Data provided Block Start
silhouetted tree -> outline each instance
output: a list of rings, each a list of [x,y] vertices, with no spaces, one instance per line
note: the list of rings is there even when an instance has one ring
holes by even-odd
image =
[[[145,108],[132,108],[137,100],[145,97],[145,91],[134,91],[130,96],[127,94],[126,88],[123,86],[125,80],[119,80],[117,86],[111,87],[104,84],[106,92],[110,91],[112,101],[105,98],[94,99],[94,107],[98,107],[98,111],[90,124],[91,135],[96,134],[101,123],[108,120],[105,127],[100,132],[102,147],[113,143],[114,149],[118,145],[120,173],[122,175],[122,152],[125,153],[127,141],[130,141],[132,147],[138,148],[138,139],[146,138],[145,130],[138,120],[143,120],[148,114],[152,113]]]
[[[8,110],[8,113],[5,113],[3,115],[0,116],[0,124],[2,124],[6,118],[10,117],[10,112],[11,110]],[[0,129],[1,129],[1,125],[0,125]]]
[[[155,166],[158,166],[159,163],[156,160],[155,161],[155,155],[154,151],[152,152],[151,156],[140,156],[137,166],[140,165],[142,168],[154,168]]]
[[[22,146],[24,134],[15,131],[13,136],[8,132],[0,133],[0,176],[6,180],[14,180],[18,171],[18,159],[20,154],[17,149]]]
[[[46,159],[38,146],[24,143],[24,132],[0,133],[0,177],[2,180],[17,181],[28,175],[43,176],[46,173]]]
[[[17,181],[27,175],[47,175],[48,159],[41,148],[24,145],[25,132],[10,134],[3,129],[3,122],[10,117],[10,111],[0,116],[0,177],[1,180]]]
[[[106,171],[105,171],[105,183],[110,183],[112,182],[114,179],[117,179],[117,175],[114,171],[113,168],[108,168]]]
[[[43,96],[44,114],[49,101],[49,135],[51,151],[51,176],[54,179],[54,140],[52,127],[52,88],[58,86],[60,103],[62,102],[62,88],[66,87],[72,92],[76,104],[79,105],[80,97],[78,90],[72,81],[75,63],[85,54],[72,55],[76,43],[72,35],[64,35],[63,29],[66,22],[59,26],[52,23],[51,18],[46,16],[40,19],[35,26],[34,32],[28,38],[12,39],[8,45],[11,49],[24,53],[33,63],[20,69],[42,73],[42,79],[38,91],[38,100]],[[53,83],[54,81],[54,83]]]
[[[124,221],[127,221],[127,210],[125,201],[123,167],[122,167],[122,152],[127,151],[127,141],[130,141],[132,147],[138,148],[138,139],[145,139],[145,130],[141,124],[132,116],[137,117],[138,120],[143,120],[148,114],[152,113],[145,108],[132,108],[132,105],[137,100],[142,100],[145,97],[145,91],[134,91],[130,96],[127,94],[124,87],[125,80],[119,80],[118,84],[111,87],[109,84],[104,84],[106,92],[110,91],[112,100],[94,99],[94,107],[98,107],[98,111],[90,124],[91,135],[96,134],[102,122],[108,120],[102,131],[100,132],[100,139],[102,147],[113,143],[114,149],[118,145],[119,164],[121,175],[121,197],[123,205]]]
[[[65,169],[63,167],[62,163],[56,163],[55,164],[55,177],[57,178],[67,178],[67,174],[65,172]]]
Data provided Block End
Task directions =>
Reproduce every line of the data so that nothing differs from the original.

Exercise result =>
silhouetted tree -> outline each instance
output: a list of rings, each a list of [x,y] vertices, with no spaces, one instance per line
note: the list of rings is there even when an instance has one ring
holes by even-odd
image =
[[[145,108],[132,108],[137,100],[145,97],[145,91],[134,91],[130,96],[127,94],[126,88],[123,86],[125,80],[119,80],[117,86],[111,87],[104,84],[106,92],[110,91],[112,101],[105,98],[94,99],[94,107],[98,107],[98,111],[90,124],[91,135],[96,134],[101,123],[108,120],[105,127],[100,132],[102,147],[113,143],[114,149],[118,145],[120,173],[122,175],[122,152],[125,153],[127,141],[130,141],[132,147],[138,148],[138,139],[146,138],[145,130],[138,120],[143,120],[148,114],[152,113]]]
[[[8,110],[8,113],[5,113],[3,115],[0,116],[0,124],[2,124],[6,118],[10,117],[10,112],[11,110]],[[0,129],[1,129],[1,125],[0,125]]]
[[[155,166],[158,166],[159,163],[156,160],[155,161],[155,155],[154,151],[152,152],[151,156],[140,156],[137,166],[140,165],[142,168],[154,168]]]
[[[22,146],[24,134],[15,131],[13,136],[8,132],[0,133],[0,176],[6,180],[14,180],[18,171],[18,159],[20,154],[17,149]]]
[[[46,159],[38,146],[24,143],[24,132],[0,133],[0,177],[2,180],[17,181],[28,175],[43,176],[46,173]]]
[[[17,181],[27,175],[47,175],[48,159],[41,148],[24,145],[25,132],[10,134],[3,129],[3,122],[10,117],[10,111],[0,116],[0,177],[1,180]]]
[[[106,171],[105,171],[105,183],[110,183],[112,182],[114,179],[117,179],[117,175],[114,171],[113,168],[108,168]]]
[[[43,96],[44,114],[49,101],[49,135],[51,151],[51,176],[54,179],[54,140],[52,127],[52,88],[58,86],[60,103],[62,102],[62,88],[66,87],[72,92],[76,104],[79,105],[80,97],[78,90],[72,81],[75,63],[85,54],[72,55],[76,43],[72,35],[64,35],[63,29],[66,22],[59,26],[52,23],[51,18],[46,16],[40,19],[35,26],[34,32],[28,38],[12,39],[8,45],[11,49],[24,53],[33,63],[20,69],[42,73],[42,79],[38,91],[38,100]],[[53,83],[54,81],[54,83]]]
[[[124,221],[127,221],[127,210],[125,201],[123,167],[122,167],[122,152],[127,151],[127,141],[130,141],[132,147],[138,148],[138,139],[145,139],[145,130],[141,124],[132,116],[137,117],[138,120],[143,120],[148,114],[152,113],[145,108],[132,108],[132,105],[137,100],[142,100],[145,97],[145,91],[134,91],[130,96],[127,94],[124,87],[125,80],[119,80],[118,84],[111,87],[109,84],[104,84],[106,92],[110,91],[112,100],[94,99],[94,107],[98,107],[98,111],[90,124],[91,135],[96,134],[102,122],[108,120],[102,131],[100,132],[100,139],[102,147],[113,143],[114,149],[118,145],[119,164],[121,175],[121,197],[123,205]]]
[[[65,169],[63,167],[62,163],[56,163],[55,164],[55,177],[57,178],[67,178],[67,174],[65,172]]]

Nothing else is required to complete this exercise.